__Exercise__:
Format the records below, from the line containing "Could you spot the name" through the line containing "point(40, 162)", as a numbered list with any blank lines left out.

__Data section__:
########
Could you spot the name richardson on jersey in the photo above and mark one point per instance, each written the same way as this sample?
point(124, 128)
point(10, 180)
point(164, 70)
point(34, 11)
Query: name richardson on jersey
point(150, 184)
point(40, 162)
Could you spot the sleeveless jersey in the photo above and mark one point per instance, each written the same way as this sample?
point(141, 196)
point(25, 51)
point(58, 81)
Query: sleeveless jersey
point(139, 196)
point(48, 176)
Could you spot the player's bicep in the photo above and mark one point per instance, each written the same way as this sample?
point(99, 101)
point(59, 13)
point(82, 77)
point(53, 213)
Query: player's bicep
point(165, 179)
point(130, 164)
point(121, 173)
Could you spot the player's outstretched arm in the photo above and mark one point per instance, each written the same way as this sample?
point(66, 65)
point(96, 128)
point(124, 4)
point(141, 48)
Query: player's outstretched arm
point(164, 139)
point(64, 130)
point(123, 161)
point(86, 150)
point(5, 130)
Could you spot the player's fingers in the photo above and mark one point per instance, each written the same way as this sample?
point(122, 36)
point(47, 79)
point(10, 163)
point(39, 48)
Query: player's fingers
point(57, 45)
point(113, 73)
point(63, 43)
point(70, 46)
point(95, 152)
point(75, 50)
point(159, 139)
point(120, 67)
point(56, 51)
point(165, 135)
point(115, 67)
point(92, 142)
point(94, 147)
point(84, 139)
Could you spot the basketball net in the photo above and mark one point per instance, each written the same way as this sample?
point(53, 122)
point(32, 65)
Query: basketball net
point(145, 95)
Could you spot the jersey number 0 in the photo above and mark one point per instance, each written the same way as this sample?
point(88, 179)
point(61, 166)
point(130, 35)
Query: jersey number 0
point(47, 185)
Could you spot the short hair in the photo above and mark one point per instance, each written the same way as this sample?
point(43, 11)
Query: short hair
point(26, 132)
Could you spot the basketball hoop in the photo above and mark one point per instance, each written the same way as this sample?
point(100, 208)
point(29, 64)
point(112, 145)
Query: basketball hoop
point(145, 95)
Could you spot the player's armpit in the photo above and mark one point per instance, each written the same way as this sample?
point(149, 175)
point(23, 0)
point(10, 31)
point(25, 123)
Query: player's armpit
########
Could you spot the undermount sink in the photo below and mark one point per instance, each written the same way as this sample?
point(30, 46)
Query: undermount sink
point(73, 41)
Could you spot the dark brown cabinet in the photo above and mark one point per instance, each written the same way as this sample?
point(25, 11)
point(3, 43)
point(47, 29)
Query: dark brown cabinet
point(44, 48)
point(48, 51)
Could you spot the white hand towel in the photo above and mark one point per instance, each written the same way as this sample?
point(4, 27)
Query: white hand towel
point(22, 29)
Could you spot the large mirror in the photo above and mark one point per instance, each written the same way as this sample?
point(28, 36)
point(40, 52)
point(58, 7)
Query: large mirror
########
__Solution below__:
1. Could you spot the name richardson on jersey in the photo above and mark one point per instance, each written the same way as this sample?
2. point(124, 128)
3. point(10, 180)
4. point(164, 70)
5. point(34, 11)
6. Query: name richardson on jersey
7. point(150, 184)
8. point(40, 162)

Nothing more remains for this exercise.